Copy each of the following lines word for word, without changing anything.
= = = = = = =
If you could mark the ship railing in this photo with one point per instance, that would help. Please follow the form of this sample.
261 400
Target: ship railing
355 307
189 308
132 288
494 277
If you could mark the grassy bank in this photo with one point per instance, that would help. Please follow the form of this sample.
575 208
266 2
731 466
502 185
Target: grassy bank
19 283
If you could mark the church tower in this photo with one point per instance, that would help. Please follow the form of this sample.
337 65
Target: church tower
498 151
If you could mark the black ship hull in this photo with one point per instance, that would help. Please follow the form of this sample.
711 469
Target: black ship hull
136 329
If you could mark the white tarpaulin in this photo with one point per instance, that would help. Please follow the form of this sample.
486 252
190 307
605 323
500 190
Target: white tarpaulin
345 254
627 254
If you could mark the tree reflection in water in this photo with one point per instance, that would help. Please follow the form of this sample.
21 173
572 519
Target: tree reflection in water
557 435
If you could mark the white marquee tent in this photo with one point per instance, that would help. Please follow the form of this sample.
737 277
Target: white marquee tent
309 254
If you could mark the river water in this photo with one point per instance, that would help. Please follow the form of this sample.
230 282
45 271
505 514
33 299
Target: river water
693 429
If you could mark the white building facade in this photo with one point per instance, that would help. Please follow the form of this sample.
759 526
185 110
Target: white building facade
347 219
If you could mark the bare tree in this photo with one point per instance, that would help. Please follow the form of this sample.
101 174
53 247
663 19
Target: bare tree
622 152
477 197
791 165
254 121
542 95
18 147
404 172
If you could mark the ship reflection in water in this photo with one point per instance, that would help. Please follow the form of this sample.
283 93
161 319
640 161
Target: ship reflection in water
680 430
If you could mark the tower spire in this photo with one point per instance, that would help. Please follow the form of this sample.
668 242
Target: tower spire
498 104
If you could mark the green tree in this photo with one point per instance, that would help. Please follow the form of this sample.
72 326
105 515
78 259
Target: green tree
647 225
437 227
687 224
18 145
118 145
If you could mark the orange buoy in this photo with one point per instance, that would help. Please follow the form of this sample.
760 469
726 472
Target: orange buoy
= = = = = = =
• _Correct result_
If you could mark the ship railing in this photo with one point per instance, that would help. Please follow the form of this sample.
261 400
Target: ship railing
355 307
189 308
132 288
494 277
If you could mark the grassy bank in this photo with one point per instance, that would help. Please follow the form of this sample.
575 208
266 2
731 466
502 185
Target: grassy bank
19 283
If you could mark the church tower in this photo with one point per instance, that would help. Please follow the form of this sample.
337 65
Target: church tower
498 151
If you could mark the black ship hull in this photo with one point per instance, that would help. Please follow the form of this sample.
711 469
Target: black ship hull
136 329
If you could mark the white tarpaulin in this photo with one point per instance, that would help. Please follow the form of this sample.
486 252
190 307
605 323
500 190
Target: white tarpaulin
345 254
627 254
If you could mark the tree reflection in water in this photo with one point per instance, that would help. Please follow the form of this sample.
21 173
572 519
Target: tree reflection in water
557 435
If you could mark the white marquee tent in this photo with one point per instance, that would help. Please follow the form of this sample.
737 277
Target: white marquee tent
309 254
If you could mark the river water in this photo with one point per instance, that would help. Please follow the form of this sample.
230 282
45 271
505 514
33 299
Target: river water
693 429
If you could mark the white building facade in this photo with one point per instance, that would help. Please follow the form of this sample.
759 526
185 110
Target: white building facade
347 219
If you could mark the bare tree in this photo with one point per instance, that would help. Please follow the form of this sample.
101 174
53 247
663 19
Target: bare tree
622 152
477 197
791 165
254 121
542 95
18 147
404 172
If you could mark the ship reflection in water in this photo with one point per instance, that would help. Please follow the form of this sample.
283 93
161 319
640 161
Target: ship reflection in water
680 430
If you could mark the tower spire in this photo with one point per instance, that would help. Please follow the form of this sample.
668 242
Target: tower spire
498 104
If you could mark the green tree in this photo with one point per instance, that would help. Please follow the form of this sample.
72 326
105 515
78 259
Target: green tree
647 225
437 227
687 224
18 145
118 145
If you could mark the orange buoy in this photo with one point per instance, that would help. Please follow the form of this sample.
760 469
726 472
Target: orange buoy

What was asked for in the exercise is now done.